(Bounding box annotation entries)
━━━━━━

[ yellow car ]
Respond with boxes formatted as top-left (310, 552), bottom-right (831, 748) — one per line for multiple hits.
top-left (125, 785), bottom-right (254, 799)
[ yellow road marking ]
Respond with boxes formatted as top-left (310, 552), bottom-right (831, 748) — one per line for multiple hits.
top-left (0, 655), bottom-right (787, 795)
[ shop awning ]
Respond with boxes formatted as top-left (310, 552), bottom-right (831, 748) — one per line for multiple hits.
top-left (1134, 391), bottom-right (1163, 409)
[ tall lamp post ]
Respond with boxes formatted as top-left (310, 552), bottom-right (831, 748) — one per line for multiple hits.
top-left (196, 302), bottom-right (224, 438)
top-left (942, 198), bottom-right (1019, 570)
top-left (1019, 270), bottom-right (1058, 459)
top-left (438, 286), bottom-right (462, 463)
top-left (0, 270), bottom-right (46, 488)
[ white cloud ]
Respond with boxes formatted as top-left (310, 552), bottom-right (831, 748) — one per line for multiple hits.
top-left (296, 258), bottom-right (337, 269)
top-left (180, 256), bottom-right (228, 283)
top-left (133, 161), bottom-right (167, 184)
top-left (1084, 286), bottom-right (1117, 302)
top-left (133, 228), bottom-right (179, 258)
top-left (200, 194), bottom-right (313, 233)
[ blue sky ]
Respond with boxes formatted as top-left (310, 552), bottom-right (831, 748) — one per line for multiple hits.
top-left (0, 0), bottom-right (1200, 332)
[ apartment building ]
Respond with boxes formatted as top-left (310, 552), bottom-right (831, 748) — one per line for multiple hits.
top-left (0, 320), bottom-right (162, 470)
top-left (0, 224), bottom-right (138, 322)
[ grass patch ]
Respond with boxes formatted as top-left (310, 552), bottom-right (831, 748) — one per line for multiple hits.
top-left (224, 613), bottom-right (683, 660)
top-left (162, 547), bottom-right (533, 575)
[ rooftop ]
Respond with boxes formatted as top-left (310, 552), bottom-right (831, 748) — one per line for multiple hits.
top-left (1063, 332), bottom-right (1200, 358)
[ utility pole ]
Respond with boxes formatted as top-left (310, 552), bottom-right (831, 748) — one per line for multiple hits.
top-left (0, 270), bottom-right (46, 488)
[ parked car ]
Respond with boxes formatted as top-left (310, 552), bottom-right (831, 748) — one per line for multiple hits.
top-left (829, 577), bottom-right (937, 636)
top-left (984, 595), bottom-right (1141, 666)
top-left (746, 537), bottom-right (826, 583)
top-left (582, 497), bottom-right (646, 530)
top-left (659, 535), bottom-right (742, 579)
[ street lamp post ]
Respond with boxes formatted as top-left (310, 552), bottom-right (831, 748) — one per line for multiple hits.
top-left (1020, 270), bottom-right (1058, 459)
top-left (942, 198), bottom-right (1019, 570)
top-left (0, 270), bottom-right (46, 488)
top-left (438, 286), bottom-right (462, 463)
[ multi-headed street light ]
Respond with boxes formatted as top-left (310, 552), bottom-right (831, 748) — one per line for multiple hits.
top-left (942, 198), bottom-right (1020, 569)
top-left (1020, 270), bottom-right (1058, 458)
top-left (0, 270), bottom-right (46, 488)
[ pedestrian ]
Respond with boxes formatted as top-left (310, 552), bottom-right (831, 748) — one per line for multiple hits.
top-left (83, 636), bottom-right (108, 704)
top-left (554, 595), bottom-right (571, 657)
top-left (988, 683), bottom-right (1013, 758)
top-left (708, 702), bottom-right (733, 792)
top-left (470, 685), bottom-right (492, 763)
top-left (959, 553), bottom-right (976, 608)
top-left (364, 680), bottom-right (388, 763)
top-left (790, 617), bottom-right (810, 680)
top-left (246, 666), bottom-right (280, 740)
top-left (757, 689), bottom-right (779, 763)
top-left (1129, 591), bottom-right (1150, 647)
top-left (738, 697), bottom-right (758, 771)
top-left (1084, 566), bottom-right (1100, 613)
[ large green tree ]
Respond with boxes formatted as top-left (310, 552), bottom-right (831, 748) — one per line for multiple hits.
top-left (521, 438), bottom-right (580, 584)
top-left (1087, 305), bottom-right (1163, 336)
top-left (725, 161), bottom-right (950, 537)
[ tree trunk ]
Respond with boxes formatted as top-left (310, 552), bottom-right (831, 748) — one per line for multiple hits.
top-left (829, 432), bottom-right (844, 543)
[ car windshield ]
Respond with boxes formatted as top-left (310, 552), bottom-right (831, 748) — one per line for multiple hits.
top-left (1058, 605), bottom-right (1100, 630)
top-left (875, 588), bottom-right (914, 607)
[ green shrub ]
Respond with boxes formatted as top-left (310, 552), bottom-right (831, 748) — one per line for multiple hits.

━━━━━━

_THE TASK_
Reproduce the stretch from the line containing "[ car windshield ]" through the line containing "top-left (875, 588), bottom-right (914, 607)", both included. Multiply each box coordinate in the answers by 1.05 and round to whole numbers, with halves rounding up, but leave the requests and their sample coordinates as they are.

_CORRECT RESULT_
[ car windshield ]
Respond with boxes formatted as top-left (310, 552), bottom-right (831, 748) — one per line for multiple hits.
top-left (1111, 635), bottom-right (1155, 662)
top-left (919, 617), bottom-right (960, 637)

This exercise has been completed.